• WHAT IS ASKED:
Copy out each line of the records below that contains the word "head".

Entries from a pointing dataset:
◆ ◆ ◆
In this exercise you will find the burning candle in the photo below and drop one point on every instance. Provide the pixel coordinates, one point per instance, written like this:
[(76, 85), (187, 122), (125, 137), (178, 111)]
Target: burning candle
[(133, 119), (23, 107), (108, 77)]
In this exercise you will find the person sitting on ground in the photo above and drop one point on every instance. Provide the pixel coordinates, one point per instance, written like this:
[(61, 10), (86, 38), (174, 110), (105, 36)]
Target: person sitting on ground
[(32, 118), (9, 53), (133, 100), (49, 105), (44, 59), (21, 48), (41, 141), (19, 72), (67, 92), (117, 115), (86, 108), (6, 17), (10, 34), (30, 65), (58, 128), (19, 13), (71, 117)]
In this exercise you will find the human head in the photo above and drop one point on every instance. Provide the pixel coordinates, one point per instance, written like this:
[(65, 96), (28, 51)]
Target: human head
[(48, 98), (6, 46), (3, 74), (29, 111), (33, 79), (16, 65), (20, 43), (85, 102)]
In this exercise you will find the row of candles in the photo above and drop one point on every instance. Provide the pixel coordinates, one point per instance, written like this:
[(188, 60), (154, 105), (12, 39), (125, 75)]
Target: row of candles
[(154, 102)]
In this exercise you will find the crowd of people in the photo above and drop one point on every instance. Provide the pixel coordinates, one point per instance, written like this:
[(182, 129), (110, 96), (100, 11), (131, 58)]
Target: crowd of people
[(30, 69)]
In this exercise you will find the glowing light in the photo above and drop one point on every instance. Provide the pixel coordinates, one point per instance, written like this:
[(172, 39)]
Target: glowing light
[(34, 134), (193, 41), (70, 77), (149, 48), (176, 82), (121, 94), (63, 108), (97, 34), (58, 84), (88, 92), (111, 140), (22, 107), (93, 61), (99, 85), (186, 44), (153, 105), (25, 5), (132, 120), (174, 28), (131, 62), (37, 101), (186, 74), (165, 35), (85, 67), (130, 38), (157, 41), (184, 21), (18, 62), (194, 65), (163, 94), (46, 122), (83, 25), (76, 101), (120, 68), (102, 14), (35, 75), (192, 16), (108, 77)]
◆ ◆ ◆
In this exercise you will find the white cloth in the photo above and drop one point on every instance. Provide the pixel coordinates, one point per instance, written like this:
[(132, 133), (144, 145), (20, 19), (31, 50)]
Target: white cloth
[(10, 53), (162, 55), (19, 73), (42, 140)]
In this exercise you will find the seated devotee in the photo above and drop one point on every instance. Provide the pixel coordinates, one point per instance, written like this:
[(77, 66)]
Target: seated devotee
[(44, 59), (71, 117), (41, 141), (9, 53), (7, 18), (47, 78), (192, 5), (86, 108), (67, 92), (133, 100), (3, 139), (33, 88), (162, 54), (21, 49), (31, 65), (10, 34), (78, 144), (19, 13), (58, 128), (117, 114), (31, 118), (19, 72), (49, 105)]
◆ ◆ ◆
• EXERCISE RESPONSE:
In this exercise you will find the human head in the photo above and drop one point on every instance. Provide the pixel coordinates, one point per instance, written like this:
Target: human head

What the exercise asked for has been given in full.